_THE INPUT_
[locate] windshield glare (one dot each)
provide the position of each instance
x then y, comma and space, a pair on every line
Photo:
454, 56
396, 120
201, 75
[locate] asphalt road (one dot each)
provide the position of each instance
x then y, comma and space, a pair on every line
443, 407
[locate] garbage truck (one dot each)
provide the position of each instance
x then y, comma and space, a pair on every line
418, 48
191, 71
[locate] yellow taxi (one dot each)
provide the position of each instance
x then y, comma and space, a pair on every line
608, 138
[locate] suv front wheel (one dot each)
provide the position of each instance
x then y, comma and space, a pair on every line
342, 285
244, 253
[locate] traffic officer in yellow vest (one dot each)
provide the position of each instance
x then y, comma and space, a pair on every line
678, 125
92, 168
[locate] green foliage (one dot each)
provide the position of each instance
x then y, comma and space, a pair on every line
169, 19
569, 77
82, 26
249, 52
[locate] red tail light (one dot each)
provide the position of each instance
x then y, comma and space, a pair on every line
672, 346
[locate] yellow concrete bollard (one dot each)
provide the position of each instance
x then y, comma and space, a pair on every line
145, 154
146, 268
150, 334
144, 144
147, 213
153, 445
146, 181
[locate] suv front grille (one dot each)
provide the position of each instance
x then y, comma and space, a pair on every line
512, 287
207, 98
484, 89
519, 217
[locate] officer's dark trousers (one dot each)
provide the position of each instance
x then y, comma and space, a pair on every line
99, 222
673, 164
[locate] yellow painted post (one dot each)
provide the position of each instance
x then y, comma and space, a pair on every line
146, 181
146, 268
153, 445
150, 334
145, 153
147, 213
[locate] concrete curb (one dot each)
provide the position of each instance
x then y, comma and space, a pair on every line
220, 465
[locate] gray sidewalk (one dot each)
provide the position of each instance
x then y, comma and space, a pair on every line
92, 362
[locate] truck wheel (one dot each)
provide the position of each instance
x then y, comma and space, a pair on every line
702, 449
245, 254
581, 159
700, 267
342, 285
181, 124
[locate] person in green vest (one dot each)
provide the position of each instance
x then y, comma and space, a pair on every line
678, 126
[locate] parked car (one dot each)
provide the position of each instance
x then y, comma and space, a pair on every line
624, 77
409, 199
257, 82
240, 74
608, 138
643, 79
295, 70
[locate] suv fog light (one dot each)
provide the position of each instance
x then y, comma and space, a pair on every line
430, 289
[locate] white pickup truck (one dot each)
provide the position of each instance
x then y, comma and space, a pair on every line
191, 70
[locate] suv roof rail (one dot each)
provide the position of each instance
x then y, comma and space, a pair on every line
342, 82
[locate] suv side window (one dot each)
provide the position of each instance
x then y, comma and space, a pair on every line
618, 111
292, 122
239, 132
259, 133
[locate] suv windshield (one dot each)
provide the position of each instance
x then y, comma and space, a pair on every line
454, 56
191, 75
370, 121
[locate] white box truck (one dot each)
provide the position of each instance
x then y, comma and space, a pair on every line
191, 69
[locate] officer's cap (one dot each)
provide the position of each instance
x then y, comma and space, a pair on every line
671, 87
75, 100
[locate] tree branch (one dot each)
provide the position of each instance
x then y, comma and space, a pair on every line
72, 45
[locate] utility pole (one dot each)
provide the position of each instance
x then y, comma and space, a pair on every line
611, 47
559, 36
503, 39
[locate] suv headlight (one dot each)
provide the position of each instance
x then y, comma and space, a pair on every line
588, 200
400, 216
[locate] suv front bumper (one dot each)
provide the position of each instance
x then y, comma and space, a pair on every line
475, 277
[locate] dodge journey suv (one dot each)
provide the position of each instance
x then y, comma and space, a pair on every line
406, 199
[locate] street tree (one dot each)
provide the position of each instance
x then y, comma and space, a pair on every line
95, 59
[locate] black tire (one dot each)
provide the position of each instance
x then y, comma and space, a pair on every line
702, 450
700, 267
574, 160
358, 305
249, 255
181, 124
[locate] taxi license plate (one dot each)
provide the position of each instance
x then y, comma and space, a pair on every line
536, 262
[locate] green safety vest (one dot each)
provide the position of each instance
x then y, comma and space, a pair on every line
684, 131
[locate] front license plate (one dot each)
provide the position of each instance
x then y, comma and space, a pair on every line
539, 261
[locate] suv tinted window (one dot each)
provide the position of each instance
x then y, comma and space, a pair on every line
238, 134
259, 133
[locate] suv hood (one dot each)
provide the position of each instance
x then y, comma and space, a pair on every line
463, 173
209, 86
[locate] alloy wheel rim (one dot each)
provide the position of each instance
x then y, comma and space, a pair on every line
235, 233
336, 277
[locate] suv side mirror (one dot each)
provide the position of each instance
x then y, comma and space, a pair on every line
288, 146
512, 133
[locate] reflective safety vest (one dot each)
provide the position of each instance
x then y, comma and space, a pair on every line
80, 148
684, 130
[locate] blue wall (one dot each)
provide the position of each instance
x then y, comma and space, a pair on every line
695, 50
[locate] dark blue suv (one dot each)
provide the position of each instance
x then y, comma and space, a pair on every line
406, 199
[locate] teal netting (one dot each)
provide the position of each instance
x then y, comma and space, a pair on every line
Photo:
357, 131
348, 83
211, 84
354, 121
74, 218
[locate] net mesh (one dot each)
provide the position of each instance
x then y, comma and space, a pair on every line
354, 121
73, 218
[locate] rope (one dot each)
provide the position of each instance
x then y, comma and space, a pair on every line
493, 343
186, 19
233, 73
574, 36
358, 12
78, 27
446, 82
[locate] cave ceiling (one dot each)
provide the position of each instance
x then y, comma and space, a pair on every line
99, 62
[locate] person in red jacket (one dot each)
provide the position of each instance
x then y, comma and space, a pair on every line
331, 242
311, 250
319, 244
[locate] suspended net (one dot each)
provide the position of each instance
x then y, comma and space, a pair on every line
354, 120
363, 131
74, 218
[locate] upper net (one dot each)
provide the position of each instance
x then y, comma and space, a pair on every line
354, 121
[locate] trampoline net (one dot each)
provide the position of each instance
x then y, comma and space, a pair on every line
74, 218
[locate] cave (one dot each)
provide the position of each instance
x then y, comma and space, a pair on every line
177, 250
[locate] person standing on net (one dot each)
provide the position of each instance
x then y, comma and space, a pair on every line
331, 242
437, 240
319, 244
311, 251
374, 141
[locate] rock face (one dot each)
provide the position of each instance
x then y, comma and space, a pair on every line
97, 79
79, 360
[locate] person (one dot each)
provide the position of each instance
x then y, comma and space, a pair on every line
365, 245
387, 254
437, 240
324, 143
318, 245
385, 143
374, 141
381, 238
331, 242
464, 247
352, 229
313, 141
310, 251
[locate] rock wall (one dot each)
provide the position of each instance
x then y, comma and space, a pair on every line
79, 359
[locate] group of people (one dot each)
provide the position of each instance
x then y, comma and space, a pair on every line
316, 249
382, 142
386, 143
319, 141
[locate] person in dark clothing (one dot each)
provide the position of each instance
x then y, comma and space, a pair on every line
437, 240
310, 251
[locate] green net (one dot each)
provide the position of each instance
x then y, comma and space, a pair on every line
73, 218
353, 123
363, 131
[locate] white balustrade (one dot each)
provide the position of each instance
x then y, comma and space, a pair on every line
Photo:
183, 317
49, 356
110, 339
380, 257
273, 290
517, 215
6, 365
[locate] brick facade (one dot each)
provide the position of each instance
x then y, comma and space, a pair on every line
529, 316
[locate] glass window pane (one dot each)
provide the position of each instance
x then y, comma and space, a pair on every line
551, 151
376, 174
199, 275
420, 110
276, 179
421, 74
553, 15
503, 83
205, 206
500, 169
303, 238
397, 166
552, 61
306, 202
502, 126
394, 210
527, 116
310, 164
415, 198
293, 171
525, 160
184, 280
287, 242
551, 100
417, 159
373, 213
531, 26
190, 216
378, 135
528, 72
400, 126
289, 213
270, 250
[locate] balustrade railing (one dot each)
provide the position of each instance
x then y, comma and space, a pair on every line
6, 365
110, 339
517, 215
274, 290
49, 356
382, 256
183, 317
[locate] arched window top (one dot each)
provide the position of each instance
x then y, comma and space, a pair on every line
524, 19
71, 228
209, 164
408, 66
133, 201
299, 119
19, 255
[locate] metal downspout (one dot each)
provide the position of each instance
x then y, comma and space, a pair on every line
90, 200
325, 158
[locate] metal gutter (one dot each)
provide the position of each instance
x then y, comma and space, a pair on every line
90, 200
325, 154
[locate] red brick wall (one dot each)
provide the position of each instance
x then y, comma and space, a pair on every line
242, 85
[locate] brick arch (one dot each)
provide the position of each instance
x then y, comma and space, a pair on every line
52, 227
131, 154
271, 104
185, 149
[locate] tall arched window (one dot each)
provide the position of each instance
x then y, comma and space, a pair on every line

_TO DO_
In the listing, find every line containing the word "taxi" and list it.

_ANSWER TO THIS PROBLEM_
[locate] yellow taxi (one dot each)
[locate] taxi license plate (one dot each)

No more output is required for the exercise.